● Kaynak metin
☆ ☆ ☆ ☆ ☆ ☆ ☆

Düşünsenize; Üsküdar semtinden bir otobüse binip üç saat sonra İstanbul'un bir başka semti olan Şile'yi geçip biraz daha ilerideki Ağva'ya ulaştığınızda iklim değişiyor, Akdeniz oluyor ve siz gülümsüyorsunuz. Ya da yine bir başka şarkının sözüne başvurursak, ne İstanbul çemberinin içindesiniz, ne de büsbütün dışında... Ağva, İstanbul'un karmaşasından, gürültüsünden, kavgasından uzakta, kendini nispeten korumayı başarmış bir belde. Tabi sadece İstanbul'da yaşayan insanların değil tüm Marmara bölgesinin, hatta komşu Karadeniz bölgesinin yakın şehirlerinden de misafir ağırlayan minik, şirin bir yer. Yıllardır insanların nefes almak için gittikleri Ağva'nın efsunu, kendisini besleyen iki akarsu olabilir mi? Adını da buradan alıyor zaten. Latince, iki dere arasına kurulmuş köy ve su anlamına alan aqua kelimesinden geliyor Ağva'nın ismi. İstanbul'un kuzeyinde, Göksu ve Yeşilçay derelerinin ortasında bir sahil kasabası. Göksu ve Yeşilçay dereleri Ağva'dan geçip Karadeniz'e ulaşıyor.

☆ ☆ ☆ ☆ ☆ ☆ ☆

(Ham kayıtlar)
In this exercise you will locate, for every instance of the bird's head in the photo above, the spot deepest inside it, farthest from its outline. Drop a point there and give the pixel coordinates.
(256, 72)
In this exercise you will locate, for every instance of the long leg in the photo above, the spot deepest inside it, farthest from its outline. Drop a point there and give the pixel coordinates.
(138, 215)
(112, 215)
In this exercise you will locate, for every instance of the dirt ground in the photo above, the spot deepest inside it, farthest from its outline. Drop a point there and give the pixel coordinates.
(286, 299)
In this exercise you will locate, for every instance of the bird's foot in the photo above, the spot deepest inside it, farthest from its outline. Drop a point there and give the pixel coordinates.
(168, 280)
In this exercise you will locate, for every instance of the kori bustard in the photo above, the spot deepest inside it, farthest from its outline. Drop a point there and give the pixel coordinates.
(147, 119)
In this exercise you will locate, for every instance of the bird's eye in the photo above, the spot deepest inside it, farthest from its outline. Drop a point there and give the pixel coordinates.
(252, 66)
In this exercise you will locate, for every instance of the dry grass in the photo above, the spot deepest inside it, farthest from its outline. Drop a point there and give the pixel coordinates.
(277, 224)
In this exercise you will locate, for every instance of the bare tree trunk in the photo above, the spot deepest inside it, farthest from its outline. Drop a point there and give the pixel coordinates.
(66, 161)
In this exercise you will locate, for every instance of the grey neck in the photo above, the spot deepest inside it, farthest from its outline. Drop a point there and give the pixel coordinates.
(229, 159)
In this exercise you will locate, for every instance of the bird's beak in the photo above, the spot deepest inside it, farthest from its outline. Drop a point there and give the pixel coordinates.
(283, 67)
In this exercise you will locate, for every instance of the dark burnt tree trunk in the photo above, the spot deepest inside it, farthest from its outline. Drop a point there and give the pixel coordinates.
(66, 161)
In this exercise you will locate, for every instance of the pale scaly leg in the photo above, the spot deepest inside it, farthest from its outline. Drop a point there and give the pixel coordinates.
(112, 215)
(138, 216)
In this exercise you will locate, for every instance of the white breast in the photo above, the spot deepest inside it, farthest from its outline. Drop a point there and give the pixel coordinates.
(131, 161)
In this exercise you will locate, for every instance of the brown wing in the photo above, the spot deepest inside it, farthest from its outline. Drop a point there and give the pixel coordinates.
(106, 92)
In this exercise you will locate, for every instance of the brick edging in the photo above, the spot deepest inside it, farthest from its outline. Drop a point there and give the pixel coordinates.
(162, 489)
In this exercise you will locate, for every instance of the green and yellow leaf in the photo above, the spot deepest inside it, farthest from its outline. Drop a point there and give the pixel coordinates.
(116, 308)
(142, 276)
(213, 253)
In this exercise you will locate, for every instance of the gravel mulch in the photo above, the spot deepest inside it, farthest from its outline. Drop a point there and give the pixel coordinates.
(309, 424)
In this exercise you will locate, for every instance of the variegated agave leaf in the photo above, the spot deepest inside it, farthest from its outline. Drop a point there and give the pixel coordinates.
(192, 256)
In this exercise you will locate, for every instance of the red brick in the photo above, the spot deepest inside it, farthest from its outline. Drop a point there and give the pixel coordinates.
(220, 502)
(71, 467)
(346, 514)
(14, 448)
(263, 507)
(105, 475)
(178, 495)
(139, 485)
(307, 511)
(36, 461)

☆ ☆ ☆ ☆ ☆ ☆ ☆

Ağva'yı anlatan metni son cümlesinden sonra kaldığı yerden sürdürür müsünüz?

● Beklenen yanıt
Derelerde kano veya deniz bisikleti ile gezinti yapılabiliyor. Motorlu teknelerle birkaç saatlik gezintiler organize edilebiliyor. 12 kilometre uzaktaki Hacıllı köyü, mağara ve şelaleleri ile nam salmış. Kilimli ve Kadırga koyları, yürüyüş için çok elverişli. Mevsim müsait olduğunda Kilimli koyunda Karadeniz'e girme fırsatınız da var. Şile-Ağva arasındaki yol ise izlemeye doyamayacağınız manzaralarla, bisiklet tutkunların sıkça tercih ettikleri bir destinasyon. Ayrıca yürümeyi sevenler için asırlık ağaçlar arasında trekking turları yapmak da; Hitit, Frig, Roma ve Osmanlı gibi pek çok uygarlığa ev sahipliği yapmış bu köyü tanımak için büyük bir fırsat. Şehirdeki ışık kirliliğinin olmadığı Ağva'nın bir güzel yanı da, geceleri göğe bakma durağından yıldızları seyre dalmak.
KURUDERE ŞELALESİ GÖRÜLMEYE DEĞER
Hacıllı Köyü'nde yer alan Kurudere Şelalesi, çevresindeki göletlerle görülmeye değer bir doğal güzellik. Sonbaharda bir çılgınlık yapıp yüzmek isteyeceklerin dışında tırmanma kayaları da macera tutkunlarını ve kamp sevdalılarını bekliyor.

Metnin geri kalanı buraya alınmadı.